Direction
Copy the rows below without changes, beginning at the line containing "locate hill in" and ending at the line containing "[0,178,670,425]", including both of those lines.
--- begin ---
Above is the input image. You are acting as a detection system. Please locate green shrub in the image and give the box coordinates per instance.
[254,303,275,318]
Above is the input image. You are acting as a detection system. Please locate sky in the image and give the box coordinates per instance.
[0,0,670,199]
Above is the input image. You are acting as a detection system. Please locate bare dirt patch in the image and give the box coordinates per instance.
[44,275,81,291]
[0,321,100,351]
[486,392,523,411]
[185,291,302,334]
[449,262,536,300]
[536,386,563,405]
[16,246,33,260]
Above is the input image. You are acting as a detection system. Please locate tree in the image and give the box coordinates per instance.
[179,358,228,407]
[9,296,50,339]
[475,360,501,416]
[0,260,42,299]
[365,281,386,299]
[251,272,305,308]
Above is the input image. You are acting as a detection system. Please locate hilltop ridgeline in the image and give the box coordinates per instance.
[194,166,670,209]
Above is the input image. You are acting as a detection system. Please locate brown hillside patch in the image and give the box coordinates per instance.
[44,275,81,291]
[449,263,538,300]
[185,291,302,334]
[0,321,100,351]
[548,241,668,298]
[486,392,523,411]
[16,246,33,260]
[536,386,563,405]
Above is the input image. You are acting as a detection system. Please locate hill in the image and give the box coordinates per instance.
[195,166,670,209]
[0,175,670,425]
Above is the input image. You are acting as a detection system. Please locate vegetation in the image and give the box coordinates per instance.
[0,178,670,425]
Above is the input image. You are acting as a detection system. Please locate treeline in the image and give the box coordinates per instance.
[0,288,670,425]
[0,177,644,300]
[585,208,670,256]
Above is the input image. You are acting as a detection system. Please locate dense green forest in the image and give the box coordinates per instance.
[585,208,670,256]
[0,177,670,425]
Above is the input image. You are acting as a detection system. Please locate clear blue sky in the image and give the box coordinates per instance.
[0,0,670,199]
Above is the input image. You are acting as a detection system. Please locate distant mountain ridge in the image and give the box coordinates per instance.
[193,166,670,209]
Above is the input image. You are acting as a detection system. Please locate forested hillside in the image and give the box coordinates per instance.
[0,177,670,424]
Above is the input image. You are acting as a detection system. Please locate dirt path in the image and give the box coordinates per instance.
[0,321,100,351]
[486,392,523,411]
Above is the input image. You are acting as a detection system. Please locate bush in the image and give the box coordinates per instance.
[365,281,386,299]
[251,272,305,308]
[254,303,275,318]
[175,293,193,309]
--- end ---
The answer
Above is the input image. You are acting as a detection system. Please locate hill in the image and give the box coordinates per instance.
[195,166,670,209]
[0,175,670,425]
Above is the input image. You are acting as a detection system. Please locate vegetation in the image and give the box coordinates per instance.
[0,178,670,425]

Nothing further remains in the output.